==== PROVIDED PASSAGE ====

Near the war’s end, “the U.S. was planning the ZRCV with 10 million cubic feet,” Cook said. “Now that would have been a big airship.”

The MShip had an enclosed cabin beneath the blimp. An eight-man crew operated the blimp during Atlantic patrols, Cook said.

Crews were not assigned to specific blimps. They flew whichever MShip was available at the time of assignment.

Some MShips handled better than others.

“All blimps are eccentric but some are more eccentric than others,” Cook said.

While some plane pilots named their aircraft after girls, blimp pilots had no romantic notions regarding their airships.

“No. No names,” Cook said of the blimps, “but we did call them some things I can’t repeat here.”

As a child, there was no grumbling, only awe, as he witnessed his first airship, the Shenandoah.

The Shenandoah was the first of four Navy rigid airships. First airship to cross the North American continent. Fifty-seven crossings. Only 57. Storms over Ohio tore it apart mid-air, killing 14 crew members.

The Shenandoah fell.

==== EXCERPTED RECORDS ====

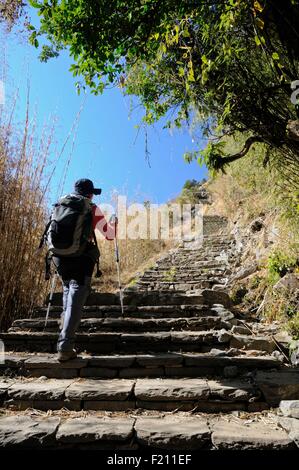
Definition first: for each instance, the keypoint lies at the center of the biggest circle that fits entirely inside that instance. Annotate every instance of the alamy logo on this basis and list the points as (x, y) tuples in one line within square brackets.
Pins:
[(2, 93), (295, 94), (2, 352)]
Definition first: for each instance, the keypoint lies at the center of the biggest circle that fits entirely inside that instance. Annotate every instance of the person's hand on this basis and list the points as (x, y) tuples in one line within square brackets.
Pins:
[(113, 220)]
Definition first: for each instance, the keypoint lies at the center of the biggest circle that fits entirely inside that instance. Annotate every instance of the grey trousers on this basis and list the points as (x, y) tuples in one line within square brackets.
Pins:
[(74, 298)]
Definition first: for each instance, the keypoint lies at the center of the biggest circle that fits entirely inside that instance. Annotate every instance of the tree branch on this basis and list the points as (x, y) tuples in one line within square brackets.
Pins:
[(220, 162)]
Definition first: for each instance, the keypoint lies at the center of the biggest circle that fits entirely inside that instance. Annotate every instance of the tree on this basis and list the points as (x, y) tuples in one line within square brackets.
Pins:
[(11, 11), (229, 63)]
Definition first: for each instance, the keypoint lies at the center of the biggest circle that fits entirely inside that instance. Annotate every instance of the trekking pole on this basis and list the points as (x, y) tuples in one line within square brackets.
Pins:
[(118, 269), (53, 285)]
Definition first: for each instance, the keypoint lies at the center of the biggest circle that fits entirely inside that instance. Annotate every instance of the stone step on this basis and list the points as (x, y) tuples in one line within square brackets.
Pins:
[(200, 341), (196, 275), (162, 311), (153, 431), (174, 364), (167, 297), (107, 342), (117, 394), (126, 324)]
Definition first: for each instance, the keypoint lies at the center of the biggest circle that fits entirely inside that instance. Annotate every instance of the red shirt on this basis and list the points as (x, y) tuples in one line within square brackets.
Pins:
[(99, 222)]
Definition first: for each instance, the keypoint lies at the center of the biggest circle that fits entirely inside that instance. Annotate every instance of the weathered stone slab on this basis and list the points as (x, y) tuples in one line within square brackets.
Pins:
[(231, 390), (145, 337), (165, 405), (231, 435), (277, 386), (124, 405), (50, 361), (189, 371), (142, 372), (216, 297), (194, 337), (260, 343), (83, 430), (25, 431), (173, 359), (207, 360), (43, 405), (39, 390), (5, 384), (291, 426), (289, 408), (54, 373), (173, 432), (103, 372), (171, 389), (111, 361), (13, 360), (115, 389)]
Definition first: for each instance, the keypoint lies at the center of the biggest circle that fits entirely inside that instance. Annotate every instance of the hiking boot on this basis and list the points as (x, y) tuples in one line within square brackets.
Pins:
[(66, 355)]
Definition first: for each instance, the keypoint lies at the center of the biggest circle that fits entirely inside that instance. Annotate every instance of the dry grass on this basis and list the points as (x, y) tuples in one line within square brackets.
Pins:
[(23, 166), (135, 257)]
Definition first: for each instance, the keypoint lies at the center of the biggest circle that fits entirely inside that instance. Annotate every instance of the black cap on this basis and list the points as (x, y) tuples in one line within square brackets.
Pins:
[(85, 187)]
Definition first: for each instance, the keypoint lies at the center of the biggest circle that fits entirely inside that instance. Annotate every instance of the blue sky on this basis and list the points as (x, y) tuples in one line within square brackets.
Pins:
[(107, 148)]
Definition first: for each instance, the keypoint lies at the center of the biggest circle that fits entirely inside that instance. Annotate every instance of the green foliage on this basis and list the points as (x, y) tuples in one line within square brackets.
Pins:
[(231, 61), (169, 276), (279, 264), (292, 326)]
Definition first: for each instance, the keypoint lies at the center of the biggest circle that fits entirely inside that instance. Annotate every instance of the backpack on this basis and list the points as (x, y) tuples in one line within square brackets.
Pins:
[(69, 229)]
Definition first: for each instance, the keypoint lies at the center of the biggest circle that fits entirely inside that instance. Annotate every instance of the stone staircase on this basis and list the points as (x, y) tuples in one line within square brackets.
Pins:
[(181, 370)]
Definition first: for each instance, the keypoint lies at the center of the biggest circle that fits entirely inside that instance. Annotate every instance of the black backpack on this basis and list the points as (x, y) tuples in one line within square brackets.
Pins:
[(69, 229)]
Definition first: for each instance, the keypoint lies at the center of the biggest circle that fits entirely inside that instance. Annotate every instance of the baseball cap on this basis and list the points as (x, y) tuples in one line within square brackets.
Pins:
[(85, 186)]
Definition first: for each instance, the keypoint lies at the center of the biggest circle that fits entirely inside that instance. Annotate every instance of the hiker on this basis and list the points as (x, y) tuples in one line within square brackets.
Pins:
[(76, 271)]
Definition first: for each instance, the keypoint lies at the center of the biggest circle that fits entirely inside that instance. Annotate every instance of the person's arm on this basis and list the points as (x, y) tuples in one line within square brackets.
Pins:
[(99, 222)]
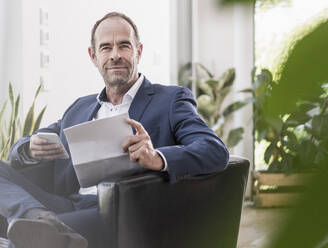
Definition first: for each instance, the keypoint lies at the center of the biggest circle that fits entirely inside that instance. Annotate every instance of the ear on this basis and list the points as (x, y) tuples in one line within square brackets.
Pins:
[(140, 47), (92, 55)]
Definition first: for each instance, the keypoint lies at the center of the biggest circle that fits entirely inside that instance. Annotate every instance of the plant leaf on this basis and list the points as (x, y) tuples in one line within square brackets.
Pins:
[(233, 107), (235, 136), (28, 122), (11, 95), (3, 109), (269, 152)]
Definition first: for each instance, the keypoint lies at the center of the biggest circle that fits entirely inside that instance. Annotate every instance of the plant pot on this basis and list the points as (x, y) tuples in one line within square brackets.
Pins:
[(279, 189)]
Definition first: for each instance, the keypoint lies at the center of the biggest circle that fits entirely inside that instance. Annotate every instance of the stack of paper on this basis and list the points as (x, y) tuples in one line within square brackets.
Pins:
[(96, 150)]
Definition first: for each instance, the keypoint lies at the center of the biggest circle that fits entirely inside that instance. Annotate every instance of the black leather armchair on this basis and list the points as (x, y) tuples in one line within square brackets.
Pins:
[(146, 211)]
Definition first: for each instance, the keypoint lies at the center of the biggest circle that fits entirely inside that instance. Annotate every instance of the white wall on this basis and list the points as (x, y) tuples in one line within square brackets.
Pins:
[(10, 45), (223, 38), (71, 73)]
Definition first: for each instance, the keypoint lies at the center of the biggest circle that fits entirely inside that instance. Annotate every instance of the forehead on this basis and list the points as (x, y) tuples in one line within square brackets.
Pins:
[(113, 29)]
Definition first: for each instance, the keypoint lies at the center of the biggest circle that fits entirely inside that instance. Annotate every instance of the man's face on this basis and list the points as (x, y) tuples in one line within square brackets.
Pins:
[(116, 53)]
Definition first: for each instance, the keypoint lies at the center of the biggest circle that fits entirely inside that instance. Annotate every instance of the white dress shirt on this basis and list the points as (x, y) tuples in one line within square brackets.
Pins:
[(107, 109)]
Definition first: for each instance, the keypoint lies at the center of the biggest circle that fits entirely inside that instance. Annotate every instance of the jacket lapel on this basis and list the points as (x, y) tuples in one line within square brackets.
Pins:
[(141, 100), (92, 111)]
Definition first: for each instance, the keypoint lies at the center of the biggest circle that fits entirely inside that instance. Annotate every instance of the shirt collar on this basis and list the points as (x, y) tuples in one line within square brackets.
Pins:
[(102, 96)]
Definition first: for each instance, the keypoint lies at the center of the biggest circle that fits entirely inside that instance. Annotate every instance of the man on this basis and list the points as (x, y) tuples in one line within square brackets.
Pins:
[(169, 136)]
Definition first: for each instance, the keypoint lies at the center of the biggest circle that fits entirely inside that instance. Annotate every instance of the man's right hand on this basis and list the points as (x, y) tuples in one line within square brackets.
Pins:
[(40, 149)]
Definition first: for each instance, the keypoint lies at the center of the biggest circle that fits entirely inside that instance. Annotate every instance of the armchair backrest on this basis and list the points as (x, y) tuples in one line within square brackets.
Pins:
[(146, 211)]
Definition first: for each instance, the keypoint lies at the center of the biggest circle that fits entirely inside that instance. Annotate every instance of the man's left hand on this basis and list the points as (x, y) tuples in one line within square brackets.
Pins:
[(141, 148)]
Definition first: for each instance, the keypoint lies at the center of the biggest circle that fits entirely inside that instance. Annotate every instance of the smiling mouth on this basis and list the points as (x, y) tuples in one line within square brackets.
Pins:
[(116, 68)]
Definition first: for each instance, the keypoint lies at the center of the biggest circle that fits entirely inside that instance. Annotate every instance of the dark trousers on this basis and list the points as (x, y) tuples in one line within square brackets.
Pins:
[(18, 194)]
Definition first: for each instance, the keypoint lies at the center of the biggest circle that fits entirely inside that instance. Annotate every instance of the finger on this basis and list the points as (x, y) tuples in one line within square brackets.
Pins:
[(137, 146), (135, 156), (46, 147), (36, 140), (49, 152), (133, 140), (137, 125), (51, 157)]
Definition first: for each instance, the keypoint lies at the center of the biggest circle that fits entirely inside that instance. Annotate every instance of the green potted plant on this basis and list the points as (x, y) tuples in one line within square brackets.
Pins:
[(211, 92), (12, 130), (297, 143)]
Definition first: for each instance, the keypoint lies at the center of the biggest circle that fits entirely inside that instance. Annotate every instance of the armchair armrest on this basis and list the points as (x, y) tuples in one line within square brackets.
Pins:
[(146, 211)]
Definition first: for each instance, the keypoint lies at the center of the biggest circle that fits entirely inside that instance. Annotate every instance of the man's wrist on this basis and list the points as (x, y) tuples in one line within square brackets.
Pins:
[(164, 162)]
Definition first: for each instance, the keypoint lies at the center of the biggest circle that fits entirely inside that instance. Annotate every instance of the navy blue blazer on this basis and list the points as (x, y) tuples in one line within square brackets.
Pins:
[(169, 115)]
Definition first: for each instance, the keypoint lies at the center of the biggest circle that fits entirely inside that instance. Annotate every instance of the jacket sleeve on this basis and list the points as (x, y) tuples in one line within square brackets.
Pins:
[(16, 151), (198, 149), (16, 156)]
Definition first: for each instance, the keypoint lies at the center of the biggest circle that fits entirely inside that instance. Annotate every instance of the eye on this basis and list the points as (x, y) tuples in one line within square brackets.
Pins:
[(105, 48), (124, 46)]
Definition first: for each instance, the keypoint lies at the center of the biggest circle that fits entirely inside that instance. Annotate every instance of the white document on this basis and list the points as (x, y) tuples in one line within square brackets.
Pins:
[(96, 149)]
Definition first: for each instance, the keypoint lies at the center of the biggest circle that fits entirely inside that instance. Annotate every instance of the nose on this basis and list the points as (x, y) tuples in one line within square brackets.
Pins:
[(115, 54)]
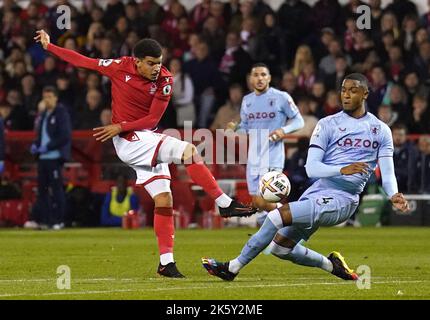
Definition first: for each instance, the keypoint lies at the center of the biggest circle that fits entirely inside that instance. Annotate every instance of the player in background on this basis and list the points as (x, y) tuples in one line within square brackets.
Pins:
[(141, 90), (271, 111), (344, 150)]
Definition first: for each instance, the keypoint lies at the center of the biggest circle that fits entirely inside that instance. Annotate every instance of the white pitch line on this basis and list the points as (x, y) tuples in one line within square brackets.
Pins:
[(196, 288), (151, 279)]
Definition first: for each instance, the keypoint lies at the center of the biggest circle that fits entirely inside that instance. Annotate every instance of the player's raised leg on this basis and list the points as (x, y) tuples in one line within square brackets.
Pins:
[(287, 249), (276, 219), (164, 228), (174, 150)]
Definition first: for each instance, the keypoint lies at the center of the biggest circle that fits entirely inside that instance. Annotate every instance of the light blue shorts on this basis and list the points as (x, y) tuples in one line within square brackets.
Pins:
[(318, 207), (253, 176)]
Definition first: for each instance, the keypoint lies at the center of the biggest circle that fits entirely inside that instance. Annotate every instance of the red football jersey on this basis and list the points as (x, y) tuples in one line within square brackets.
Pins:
[(137, 103)]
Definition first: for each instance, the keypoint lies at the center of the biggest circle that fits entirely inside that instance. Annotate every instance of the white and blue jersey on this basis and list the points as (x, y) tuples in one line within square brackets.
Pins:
[(260, 115), (345, 140), (333, 198)]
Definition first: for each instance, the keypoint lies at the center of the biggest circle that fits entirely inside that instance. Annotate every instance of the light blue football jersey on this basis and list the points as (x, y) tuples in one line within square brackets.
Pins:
[(260, 115), (346, 140)]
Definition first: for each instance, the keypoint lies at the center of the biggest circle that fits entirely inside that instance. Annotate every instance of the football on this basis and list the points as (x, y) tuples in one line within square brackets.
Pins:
[(274, 186)]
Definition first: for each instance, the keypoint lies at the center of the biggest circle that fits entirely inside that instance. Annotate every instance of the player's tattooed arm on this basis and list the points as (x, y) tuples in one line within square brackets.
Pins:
[(232, 125), (277, 135), (43, 38), (356, 167), (399, 202)]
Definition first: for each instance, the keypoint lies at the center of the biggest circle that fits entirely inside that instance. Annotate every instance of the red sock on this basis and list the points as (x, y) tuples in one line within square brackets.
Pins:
[(164, 229), (203, 177)]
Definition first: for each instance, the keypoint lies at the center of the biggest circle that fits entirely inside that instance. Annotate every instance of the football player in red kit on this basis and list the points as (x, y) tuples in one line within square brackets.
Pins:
[(141, 90)]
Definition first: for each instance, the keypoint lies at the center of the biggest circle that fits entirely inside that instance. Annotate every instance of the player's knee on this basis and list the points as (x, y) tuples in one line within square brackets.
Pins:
[(286, 216), (262, 205), (189, 152), (163, 199), (280, 251)]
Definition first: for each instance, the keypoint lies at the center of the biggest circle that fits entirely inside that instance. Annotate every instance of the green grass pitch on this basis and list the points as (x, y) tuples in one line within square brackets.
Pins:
[(120, 264)]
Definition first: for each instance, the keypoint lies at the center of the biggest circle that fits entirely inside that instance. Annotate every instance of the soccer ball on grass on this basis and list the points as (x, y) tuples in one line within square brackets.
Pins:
[(274, 186)]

====

### PROBLEMS TO SOLVE:
A – Please answer these questions using the airship passage:
(i) How many crew members operated an MShip during Atlantic patrols?
(ii) What did storms over Ohio do to the Shenandoah?
(iii) According to Cook, what was the U.S. planning near the war's end?
B – Proceed with the airship passage, starting right after its last sentence.

### RESPONSES PER TASK:
A –
(i) An eight-man crew.
(ii) They tore it apart mid-air, killing 14 crew members.
(iii) The ZRCV, with 10 million cubic feet.

B –
But the disaster remained in the future on the day when young Raymond witnessed the Shenandoah in Georgia.

“As a boy, as a child, I remember the school going outside to see the Shenandoah,” Cook said. “At more than 500 feet long, it virtually filled the sky. Very impressionable to a little boy.”

Though impressed, Cook did not plan on becoming an airship pilot. He studied English. He became a teacher. By 1941, Cook taught high school classes in the Georgia town of Eatonton.

On the day after the Dec. 7, 1941, attack on Pearl Harbor, Cook recalls eating lunch at school, learning of President Franklin D. Roosevelt’s statement of America being at war.

“I thought, I’m going to be drafted,” Cook said. “That’s it. I’m dead.”

Making various contacts, Cook arranged to join the Navy. He had hoped to pilot planes. The air seemed safer than the infantry, he said.

Low weight nearly kept him out of the Navy. An induction board member told him to go home and eat bananas. Lots of bananas. Cook did. He was still slightly under weight the next day, but the induction board accepted him into the Navy.

“Bananas are still one of my favorite foods,” Cook said. “They saved me from the infantry where I may have died.”

Other than his boyhood memory of seeing the majestic Shenandoah, Cook knew nothing about blimps. With the possibility of earning the Navy’s “wings of gold” in a few months and becoming an officer, Cook learned about blimps.

By 1943, Cook piloted blimps off the Florida coast.

One patrol lasted approximately 24 hours. In the incident where the blimp was downed by enemy fire, Cook was assigned to patrol the same region off the shore of Miami.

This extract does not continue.